(Spatial annotation records)
....

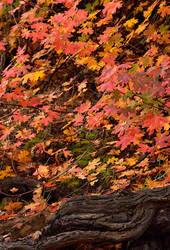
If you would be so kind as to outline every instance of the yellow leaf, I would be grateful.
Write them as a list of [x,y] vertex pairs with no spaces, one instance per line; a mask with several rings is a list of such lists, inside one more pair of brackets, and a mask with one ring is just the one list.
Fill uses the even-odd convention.
[[33,87],[38,79],[42,79],[45,77],[45,73],[44,70],[40,70],[40,71],[36,71],[33,73],[28,73],[26,75],[23,76],[23,83],[29,83],[31,87]]
[[130,20],[126,21],[123,25],[126,29],[132,29],[134,25],[138,23],[138,20],[135,18],[131,18]]

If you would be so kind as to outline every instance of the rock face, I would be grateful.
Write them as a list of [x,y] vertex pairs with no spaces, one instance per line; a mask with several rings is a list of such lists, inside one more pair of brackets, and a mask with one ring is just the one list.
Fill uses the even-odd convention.
[[38,240],[1,242],[0,249],[67,249],[82,243],[93,249],[114,249],[118,243],[119,249],[168,249],[170,186],[78,196],[66,201],[48,223]]

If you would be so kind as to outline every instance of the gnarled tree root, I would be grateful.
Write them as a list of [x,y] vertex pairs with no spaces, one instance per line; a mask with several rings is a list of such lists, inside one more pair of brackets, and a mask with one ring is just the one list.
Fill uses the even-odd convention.
[[[1,242],[0,250],[67,249],[81,243],[122,243],[124,249],[168,249],[170,186],[66,201],[39,240]],[[107,249],[106,247],[104,249]],[[113,248],[114,249],[114,248]]]

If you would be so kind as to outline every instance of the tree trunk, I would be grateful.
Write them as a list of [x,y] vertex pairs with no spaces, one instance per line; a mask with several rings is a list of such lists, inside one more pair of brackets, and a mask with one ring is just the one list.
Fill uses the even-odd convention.
[[170,186],[72,198],[52,216],[38,240],[1,242],[0,250],[82,249],[82,244],[86,249],[169,249]]

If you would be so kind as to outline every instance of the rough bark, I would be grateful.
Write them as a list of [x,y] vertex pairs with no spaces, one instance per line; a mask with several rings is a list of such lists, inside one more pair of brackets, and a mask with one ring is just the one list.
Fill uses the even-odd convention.
[[52,216],[38,240],[1,242],[0,250],[67,249],[82,243],[104,249],[117,243],[124,249],[168,249],[170,186],[72,198]]

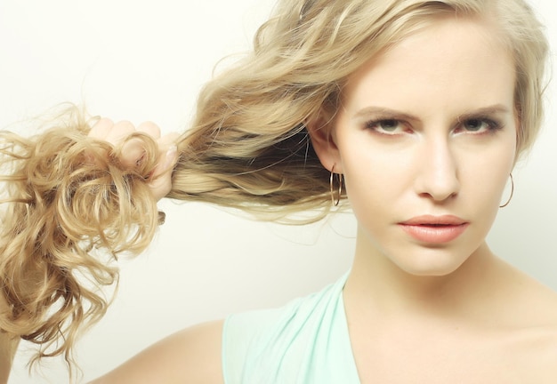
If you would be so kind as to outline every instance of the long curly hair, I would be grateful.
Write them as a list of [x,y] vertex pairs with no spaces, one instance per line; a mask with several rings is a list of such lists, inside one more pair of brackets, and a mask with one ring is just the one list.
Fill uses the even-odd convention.
[[[347,76],[437,17],[482,18],[513,54],[518,153],[542,121],[547,42],[522,0],[282,0],[254,50],[201,91],[178,142],[168,197],[239,209],[263,220],[319,220],[330,209],[329,172],[305,123],[334,116]],[[138,169],[121,147],[87,137],[70,108],[32,138],[0,133],[0,329],[39,346],[34,359],[63,355],[98,321],[117,283],[118,255],[137,254],[160,221],[147,182],[157,156],[139,135]]]

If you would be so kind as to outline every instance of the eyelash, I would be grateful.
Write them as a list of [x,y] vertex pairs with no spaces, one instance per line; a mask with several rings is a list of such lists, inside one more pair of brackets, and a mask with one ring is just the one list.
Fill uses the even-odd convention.
[[[471,123],[471,122],[477,122],[477,123],[480,123],[480,124],[487,124],[487,129],[483,132],[480,132],[480,133],[474,133],[475,131],[468,131],[468,130],[464,130],[468,132],[471,132],[470,134],[476,134],[476,135],[480,135],[480,134],[487,134],[487,133],[494,133],[496,131],[499,131],[501,128],[503,128],[503,125],[490,118],[490,117],[487,117],[487,116],[477,116],[477,117],[471,117],[468,118],[464,121],[462,122],[458,122],[458,124],[456,126],[456,128],[455,128],[455,131],[456,131],[458,128],[462,128],[462,126],[464,124],[465,124],[466,123]],[[381,134],[381,135],[384,135],[384,136],[395,136],[398,135],[400,133],[387,133],[385,132],[381,132],[379,131],[377,125],[380,125],[382,124],[385,124],[385,123],[389,123],[391,125],[392,125],[392,123],[396,124],[395,126],[395,130],[399,127],[399,126],[404,126],[406,125],[406,122],[402,121],[402,120],[398,120],[396,118],[380,118],[380,119],[375,119],[375,120],[370,120],[366,122],[365,124],[365,127],[367,129],[372,130],[374,131],[375,133],[377,134]]]

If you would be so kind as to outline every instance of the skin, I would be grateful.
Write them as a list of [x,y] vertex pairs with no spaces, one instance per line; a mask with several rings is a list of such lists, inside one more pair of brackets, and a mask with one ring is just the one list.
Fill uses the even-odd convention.
[[[555,293],[485,243],[519,126],[513,58],[493,36],[486,21],[440,20],[353,74],[328,127],[314,122],[358,218],[343,298],[362,383],[557,378]],[[466,228],[416,240],[400,223],[421,215]]]
[[[485,21],[439,20],[351,76],[331,124],[308,124],[359,222],[343,299],[362,384],[555,382],[557,295],[485,243],[519,124],[513,59],[494,36]],[[99,124],[93,135],[111,142],[134,130]],[[159,142],[161,164],[174,164]],[[125,153],[131,164],[142,156]],[[424,214],[457,216],[465,230],[416,240],[400,223]],[[222,383],[222,326],[169,336],[93,383]]]

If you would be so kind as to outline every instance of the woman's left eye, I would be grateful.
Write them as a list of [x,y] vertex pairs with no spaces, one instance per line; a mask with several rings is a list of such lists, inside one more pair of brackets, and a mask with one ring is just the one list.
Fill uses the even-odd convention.
[[484,118],[473,118],[464,121],[461,124],[462,130],[471,133],[483,133],[495,131],[499,124],[492,120]]

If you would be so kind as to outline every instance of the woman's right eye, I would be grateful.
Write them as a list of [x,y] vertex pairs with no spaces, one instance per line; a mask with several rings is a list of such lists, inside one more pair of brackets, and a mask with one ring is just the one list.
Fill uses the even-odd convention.
[[377,133],[394,135],[399,133],[399,131],[403,128],[403,124],[395,119],[374,120],[366,123],[366,128],[371,129]]

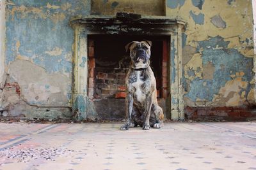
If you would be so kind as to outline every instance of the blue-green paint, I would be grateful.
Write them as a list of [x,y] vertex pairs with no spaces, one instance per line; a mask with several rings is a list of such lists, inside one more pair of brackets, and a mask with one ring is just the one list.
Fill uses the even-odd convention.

....

## WHAT YOU NEED TO DO
Extract every line of the records above that contains the word "kind", and reproduce each such line in full.

## RESPONSE TO THE TASK
If you would be so kind as to outline every instance of the yellow leaf, I would be grateful.
If you would be so kind as to outline every instance of the rock face, I would be grateful.
If you would be so kind as to outline every instance of the gnarled tree root, I would be grateful.
If you would be so kind as to outline every instance of the tree trunk, I would be grateful.
If you would be so kind as to outline every instance of the rough bark, I would be grateful.
If you would be so kind as to outline every instance of the long curly hair, I would be grateful.
If you would be so kind as to outline every instance of the eyelash, I would be grateful.
If you would be so kind as to outline every instance of the skin, I would be grateful.
If you would be so kind as to outline every instance of the woman's left eye, I would be grateful.
If you would be so kind as to outline every instance of the woman's right eye, I would be grateful.
If you would be so kind as to outline every instance of the blue-green paint, I would be grateful.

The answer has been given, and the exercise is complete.